The task:
Your task is to quote the material that follows, in full and exactly.

Source data:
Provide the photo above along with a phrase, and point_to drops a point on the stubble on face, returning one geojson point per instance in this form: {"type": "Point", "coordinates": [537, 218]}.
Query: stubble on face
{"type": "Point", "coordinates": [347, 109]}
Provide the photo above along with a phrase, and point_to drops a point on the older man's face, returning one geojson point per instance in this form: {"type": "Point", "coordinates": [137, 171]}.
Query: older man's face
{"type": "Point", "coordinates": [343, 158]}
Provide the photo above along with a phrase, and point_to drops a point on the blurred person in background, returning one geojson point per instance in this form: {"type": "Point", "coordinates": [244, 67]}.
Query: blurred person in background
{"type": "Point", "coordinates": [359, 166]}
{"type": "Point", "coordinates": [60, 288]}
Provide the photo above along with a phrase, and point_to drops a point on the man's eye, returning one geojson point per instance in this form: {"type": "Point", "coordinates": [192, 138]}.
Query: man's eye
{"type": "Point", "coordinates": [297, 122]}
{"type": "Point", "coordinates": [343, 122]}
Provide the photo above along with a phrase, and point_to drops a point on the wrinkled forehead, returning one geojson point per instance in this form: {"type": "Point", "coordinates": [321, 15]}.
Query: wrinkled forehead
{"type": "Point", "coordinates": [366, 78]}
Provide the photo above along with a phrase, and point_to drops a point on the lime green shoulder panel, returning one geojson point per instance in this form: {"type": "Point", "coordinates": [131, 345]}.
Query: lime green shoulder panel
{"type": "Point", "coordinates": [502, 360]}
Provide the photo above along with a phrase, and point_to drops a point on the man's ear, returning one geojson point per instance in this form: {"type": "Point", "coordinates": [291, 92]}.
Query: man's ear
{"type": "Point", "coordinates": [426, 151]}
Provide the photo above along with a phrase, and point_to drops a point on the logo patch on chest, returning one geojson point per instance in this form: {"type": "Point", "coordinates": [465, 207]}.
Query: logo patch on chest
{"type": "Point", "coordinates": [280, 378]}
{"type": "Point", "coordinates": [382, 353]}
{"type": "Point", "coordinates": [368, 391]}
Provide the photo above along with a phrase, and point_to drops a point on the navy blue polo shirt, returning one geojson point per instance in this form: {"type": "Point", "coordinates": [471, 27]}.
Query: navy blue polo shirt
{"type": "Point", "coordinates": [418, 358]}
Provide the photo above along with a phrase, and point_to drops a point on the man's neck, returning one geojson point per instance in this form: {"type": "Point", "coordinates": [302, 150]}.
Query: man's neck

Task answer:
Provide the photo above along with a phrase, and point_to drops a point on the stubble on face, returning one geojson point per instance in this form: {"type": "Point", "coordinates": [537, 218]}.
Query: stubble on face
{"type": "Point", "coordinates": [347, 109]}
Provide the photo above along with a phrase, and point_to drops a point on the older man's face, returning one geojson point per instance in this form: {"type": "Point", "coordinates": [137, 171]}.
Query: older man's face
{"type": "Point", "coordinates": [343, 158]}
Provide the photo above along with a phrase, and point_to drops a point on the blurred person in background, returning one geojson point per instance in this form: {"type": "Point", "coordinates": [244, 67]}.
Query: blurred person in background
{"type": "Point", "coordinates": [359, 166]}
{"type": "Point", "coordinates": [60, 288]}
Provide the photo above along with a phrase, and point_to drops a point on the man's eye, returning one geojson point per instance in this form: {"type": "Point", "coordinates": [192, 138]}.
Query: man's eye
{"type": "Point", "coordinates": [297, 122]}
{"type": "Point", "coordinates": [343, 122]}
Provide the photo above along with a phrase, and point_to drops a point on the wrinkled forehead, returning one geojson point per instance in this form: {"type": "Point", "coordinates": [321, 15]}.
Query: wrinkled forehead
{"type": "Point", "coordinates": [366, 78]}
Provide the photo above along with a phrase, and point_to drops a point on the lime green shoulder panel, returning one geojson point per instance in this form: {"type": "Point", "coordinates": [131, 345]}.
Query: lime green shoulder panel
{"type": "Point", "coordinates": [502, 360]}
Provide the photo above along with a phrase, and point_to drops a point on the man's ear, returning one geojson point per instance in this form: {"type": "Point", "coordinates": [291, 92]}.
Query: man's ear
{"type": "Point", "coordinates": [426, 151]}
Provide the photo above along with a phrase, and point_to drops a point on the logo patch on chest, returning one geojson point per instance in this form: {"type": "Point", "coordinates": [465, 207]}.
Query: logo patch on chest
{"type": "Point", "coordinates": [280, 378]}
{"type": "Point", "coordinates": [382, 353]}
{"type": "Point", "coordinates": [368, 391]}
Provide the photo above along with a phrase, and point_to drops a point on the navy blue polo shirt, returning one geojson point per instance in this form: {"type": "Point", "coordinates": [471, 27]}.
Query: navy blue polo shirt
{"type": "Point", "coordinates": [418, 358]}
Provide the photo above along with a phrase, and point_to drops a point on the man's neck, returning one geojson point per instance in this form: {"type": "Point", "coordinates": [302, 150]}.
Query: man's neck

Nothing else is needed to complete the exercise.